◆ EXERCISE REQUIREMENTS ◆
Lines before the one containing "the green tree" are excluded; retype that line and all remaining lines of the material exactly.

Records excerpted from a collection
━━━━━━━━━━━━━━━━━━━━
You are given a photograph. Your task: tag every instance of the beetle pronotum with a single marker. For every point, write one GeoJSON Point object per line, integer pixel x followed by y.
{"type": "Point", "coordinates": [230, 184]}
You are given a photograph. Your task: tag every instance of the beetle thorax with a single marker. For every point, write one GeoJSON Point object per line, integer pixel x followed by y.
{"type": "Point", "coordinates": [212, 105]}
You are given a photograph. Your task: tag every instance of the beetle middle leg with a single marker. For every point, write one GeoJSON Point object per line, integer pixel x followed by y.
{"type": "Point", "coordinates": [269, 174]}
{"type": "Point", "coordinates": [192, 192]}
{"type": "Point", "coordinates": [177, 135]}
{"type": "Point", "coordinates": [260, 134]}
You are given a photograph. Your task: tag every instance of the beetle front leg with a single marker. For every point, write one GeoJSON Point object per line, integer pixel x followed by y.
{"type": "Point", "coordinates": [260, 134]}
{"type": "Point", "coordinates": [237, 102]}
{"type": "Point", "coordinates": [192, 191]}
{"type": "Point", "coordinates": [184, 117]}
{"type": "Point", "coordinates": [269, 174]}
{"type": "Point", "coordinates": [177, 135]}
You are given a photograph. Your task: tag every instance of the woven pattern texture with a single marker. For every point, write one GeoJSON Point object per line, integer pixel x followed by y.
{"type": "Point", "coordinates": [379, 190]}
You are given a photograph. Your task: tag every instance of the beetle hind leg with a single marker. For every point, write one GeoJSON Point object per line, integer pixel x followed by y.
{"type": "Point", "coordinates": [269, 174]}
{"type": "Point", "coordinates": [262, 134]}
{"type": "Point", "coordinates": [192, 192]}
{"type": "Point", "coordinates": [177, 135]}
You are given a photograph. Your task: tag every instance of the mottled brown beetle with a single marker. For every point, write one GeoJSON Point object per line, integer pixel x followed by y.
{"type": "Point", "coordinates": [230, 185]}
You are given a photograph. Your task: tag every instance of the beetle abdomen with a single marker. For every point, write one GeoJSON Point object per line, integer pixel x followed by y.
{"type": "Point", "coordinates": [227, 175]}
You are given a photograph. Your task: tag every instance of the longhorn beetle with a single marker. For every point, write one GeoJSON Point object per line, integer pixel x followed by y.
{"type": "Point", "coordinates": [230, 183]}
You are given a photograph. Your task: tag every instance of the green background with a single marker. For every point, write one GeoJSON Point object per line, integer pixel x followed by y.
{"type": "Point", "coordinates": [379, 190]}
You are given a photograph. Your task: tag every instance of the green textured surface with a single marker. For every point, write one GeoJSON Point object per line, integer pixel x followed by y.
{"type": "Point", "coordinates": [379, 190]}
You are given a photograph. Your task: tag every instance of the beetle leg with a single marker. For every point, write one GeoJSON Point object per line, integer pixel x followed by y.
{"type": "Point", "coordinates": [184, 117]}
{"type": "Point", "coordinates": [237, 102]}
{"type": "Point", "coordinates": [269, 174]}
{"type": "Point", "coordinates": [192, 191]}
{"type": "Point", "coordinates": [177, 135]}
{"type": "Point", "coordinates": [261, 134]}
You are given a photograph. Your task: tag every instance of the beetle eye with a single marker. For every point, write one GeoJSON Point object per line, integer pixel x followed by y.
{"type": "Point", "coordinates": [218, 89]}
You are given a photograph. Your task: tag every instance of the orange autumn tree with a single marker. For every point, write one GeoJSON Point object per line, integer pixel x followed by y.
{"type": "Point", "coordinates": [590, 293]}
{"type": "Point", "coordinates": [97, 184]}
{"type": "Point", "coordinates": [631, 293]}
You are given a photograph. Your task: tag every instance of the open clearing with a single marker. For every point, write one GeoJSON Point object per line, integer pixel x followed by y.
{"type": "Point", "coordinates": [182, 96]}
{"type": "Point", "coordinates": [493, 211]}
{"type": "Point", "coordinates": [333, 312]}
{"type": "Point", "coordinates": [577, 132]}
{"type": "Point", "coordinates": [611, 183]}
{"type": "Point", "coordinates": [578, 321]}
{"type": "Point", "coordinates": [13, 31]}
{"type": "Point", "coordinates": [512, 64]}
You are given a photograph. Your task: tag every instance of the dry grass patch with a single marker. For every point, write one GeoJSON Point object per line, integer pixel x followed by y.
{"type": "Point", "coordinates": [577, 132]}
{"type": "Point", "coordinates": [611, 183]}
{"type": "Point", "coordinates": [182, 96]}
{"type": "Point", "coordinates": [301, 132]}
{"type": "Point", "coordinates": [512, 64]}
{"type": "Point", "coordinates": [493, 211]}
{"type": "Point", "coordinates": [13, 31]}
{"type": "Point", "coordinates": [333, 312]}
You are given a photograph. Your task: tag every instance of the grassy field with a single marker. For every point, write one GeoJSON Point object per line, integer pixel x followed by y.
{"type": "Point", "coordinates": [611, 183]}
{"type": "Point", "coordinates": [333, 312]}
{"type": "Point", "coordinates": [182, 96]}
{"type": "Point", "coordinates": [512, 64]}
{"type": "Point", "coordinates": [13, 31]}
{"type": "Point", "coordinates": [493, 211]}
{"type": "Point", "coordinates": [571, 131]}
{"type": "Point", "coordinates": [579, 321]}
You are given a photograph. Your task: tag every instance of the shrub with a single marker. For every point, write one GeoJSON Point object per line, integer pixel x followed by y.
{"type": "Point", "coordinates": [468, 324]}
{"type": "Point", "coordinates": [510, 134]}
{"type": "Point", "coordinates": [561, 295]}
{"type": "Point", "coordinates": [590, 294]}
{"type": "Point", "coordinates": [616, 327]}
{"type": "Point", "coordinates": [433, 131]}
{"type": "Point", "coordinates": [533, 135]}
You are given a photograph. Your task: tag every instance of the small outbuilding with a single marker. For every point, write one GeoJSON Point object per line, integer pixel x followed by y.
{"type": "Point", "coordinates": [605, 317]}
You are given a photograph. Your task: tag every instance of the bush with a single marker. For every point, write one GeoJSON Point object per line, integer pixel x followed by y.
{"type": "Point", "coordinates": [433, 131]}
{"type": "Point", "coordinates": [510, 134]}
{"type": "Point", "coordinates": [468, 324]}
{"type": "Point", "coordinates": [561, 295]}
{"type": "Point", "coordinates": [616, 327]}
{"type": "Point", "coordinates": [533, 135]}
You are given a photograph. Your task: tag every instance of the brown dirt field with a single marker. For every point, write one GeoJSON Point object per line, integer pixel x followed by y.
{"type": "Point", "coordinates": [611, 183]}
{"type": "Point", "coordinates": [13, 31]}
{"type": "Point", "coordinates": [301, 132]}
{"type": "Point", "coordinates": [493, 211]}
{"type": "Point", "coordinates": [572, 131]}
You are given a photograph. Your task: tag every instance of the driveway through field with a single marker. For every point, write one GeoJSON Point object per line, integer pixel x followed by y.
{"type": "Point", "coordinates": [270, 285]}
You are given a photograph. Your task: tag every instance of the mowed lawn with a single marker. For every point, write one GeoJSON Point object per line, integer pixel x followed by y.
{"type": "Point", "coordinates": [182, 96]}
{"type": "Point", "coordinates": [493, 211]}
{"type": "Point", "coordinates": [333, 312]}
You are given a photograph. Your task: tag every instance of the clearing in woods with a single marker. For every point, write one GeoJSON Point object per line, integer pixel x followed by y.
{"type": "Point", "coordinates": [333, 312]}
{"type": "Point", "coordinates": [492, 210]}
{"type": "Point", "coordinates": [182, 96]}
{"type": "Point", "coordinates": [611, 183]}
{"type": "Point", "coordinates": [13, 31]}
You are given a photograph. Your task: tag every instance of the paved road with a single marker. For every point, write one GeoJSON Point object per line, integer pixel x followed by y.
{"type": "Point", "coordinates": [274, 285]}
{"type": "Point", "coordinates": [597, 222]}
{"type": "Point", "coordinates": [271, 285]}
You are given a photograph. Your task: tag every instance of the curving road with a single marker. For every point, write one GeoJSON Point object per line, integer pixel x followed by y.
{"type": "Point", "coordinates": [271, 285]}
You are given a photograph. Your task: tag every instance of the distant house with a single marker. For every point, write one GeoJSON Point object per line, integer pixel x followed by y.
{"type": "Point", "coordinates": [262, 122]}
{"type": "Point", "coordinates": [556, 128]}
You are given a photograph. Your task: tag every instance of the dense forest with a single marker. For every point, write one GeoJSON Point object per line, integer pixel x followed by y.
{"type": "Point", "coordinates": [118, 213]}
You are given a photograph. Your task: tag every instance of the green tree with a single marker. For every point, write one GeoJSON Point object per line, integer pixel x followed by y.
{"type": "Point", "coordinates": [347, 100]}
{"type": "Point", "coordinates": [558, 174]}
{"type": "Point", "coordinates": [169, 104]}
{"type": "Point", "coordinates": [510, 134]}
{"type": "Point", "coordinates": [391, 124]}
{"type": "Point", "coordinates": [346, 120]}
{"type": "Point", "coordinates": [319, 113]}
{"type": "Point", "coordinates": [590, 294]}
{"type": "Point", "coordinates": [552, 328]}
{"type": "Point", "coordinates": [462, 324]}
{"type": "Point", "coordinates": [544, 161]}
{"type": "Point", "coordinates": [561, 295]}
━━━━━━━━━━━━━━━━━━━━
◆ RESPONSE TO THE EXERCISE ◆
You are given a photograph. Your task: tag every instance of the green tree with a single marker. For every point, write one GeoJSON Point object per line, integer pixel x followed by y.
{"type": "Point", "coordinates": [347, 100]}
{"type": "Point", "coordinates": [558, 174]}
{"type": "Point", "coordinates": [169, 104]}
{"type": "Point", "coordinates": [510, 134]}
{"type": "Point", "coordinates": [391, 124]}
{"type": "Point", "coordinates": [346, 120]}
{"type": "Point", "coordinates": [319, 113]}
{"type": "Point", "coordinates": [590, 294]}
{"type": "Point", "coordinates": [552, 328]}
{"type": "Point", "coordinates": [462, 324]}
{"type": "Point", "coordinates": [544, 161]}
{"type": "Point", "coordinates": [561, 295]}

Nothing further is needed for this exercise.